Texto
►
Resolvi dar uma limpada nos CDs. Pois é, ainda há poucas semanas pensava em como me livrar deles, agora que têm substitutos tão competentes. Mas, quando os acariciei em nome da liberdade do pó, me comovi. Lembrei-me de quando comprei uns, da circunstância do presente de outro. Sabe que cheguei, imagine, a me ver dançando nos salões do passado quando peguei em um azul, orquestrado. Nem precisei tomar a decisão de não os doar tão logo. Fui mais longe, cheguei a pensar que alguns não sairiam jamais de minhas paradas saudosistas e nem das prateleiras em que estavam silentes e condenadas. 

Converso com plantas. Sempre foi assim e não tenho pejo em reafirmar. Mas eram conversas rápidas coisa do momento de molhá-las e nada mais. Agora?! Agora confidencio intimidades, desabafo mágoas políticas irremediáveis, faço-as interlocutoras de sonhos libertários, de vagos planos futuros. E não é que suas folhas estão mais brilhantes, mais vistosas. Tenho certeza de que a fotossíntese partilhada agora purifica mais meu ar. 

Nunca tinha imaginado que os lenços dobrados, na gaveta, pudessem parecer quadros ou instalações artística. Nunquinha, mas não é que ontem imaginei Matisse, confesso, contudo, que como estavam tão espontâneas e à vontade, achei que iam mais para Braque. E meu Deus, não tenho só lenços brancos, ou com discretas listas azuis ou marrons. Não, tenho alguns bem coloridos que sequer sei de onde vieram. E aquele com minhas iniciais, nossa, que lindos!
◄
Exercícios
**A)** Extraia do texto sobre os CDs, as plantas e os lenços o trecho que começa em "Resolvi dar uma" e vai até "silentes e condenadas.", sem alterar nada.
**B)** Dê continuidade ao texto sobre os CDs, as plantas e os lenços, começando logo depois da última frase apresentada.
Os dados abaixo são um material à parte, sem ligação com o texto sobre os CDs, as plantas e os lenços.

Dados
►
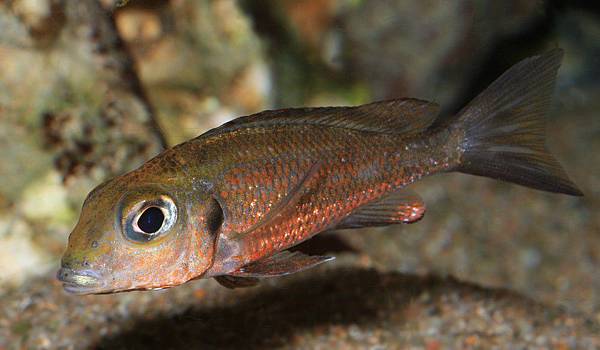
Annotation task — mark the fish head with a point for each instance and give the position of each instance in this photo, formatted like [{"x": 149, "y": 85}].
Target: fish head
[{"x": 138, "y": 234}]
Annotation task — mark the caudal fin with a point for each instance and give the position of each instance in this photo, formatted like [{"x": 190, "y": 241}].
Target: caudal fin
[{"x": 504, "y": 128}]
◄
Respostas
**A)**
Resolvi dar uma limpada nos CDs. Pois é, ainda há poucas semanas pensava em como me livrar deles, agora que têm substitutos tão competentes. Mas, quando os acariciei em nome da liberdade do pó, me comovi. Lembrei-me de quando comprei uns, da circunstância do presente de outro. Sabe que cheguei, imagine, a me ver dançando nos salões do passado quando peguei em um azul, orquestrado. Nem precisei tomar a decisão de não os doar tão logo. Fui mais longe, cheguei a pensar que alguns não sairiam jamais de minhas paradas saudosistas e nem das prateleiras em que estavam silentes e condenadas.

**B)**
Acreditem: que beleza me pareceu o suporte do abajur da sala. Que contornos sensuais, delicados e sugestivo da languidez do objeto que deixar vazar luz. Entendi a diferença do erótico e do pornográfico quando supus outra leitura do prosaico detalhe, disposto no canto da sala. Nem preciso dizer que a banqueta de madeira, a mesma que me acompanha desde a primeira casa que tive como minha, me pareceu peça de museu. E de um museu especialíssimo, objeto biográfico capaz de conter narrativas de minha história pessoal. 

Os quadros das paredes!... Gente, que coisa mais bonita! Ajeitei um que estava tortinho e pensei na combinação deles. Acertei quando os coloquei lado a lado, e até saudei meu bom gosto e sensibilidade decorativa. Se é verdade que a casa da gente tem que se parecer conosco, aquelas pinturas legitimam minha história. Tentei dar enredo à composição das telas que juntei em diferentes momentos, e fui entendendo melhor minha história pessoal, um depois do outro, alternados na parede, do jeito que me sinto agora. Foi como ordenar as memórias não pelo tempo de aquisição, mas pelos ajustes temáticos. 

Criei coragem e fui lá. Sim, mexi na caixa de cartas. Sabia que ia doer, mas sabia também que eram dores de cura. E foram. Fui descobrindo que não restaram só cartas escritas aqui e ali, sempre com amor devoto, mas havia também cartões, cardápios de restaurantes, invólucros de balas, programas de cinema. Enfim, retalhos de um amor que precisou aprender a ser só. 

Foi triste mexer na caixa de joias. O roubo surpreendente do ladrão deixou algumas poucas peças que gritavam de solidão. Ouvi atentamente cada lamento: a medalha que ficou sem o cordão, o velho relógio que certamente não enriqueceria o assaltante, as três pérolas soltas do colar debulhado de minha mãe, a velha carteira sem os poucos dólares e euros que a valorizavam. Restos. Restos sim, mas tão ricos em cernes. 

Sentei-me para escrever sobre estas minudências e me perguntei dos próximos dias de quarentena. Que vou fazer? Quais os novos acontecimentos emocionais? Que eu sairá deste meu convívio pessoal? Poderia desdobrar perguntas mil, mas amedrontado me questionei sobre o limite desta condição de confinamento. Será que estou com medo? Medo do quê?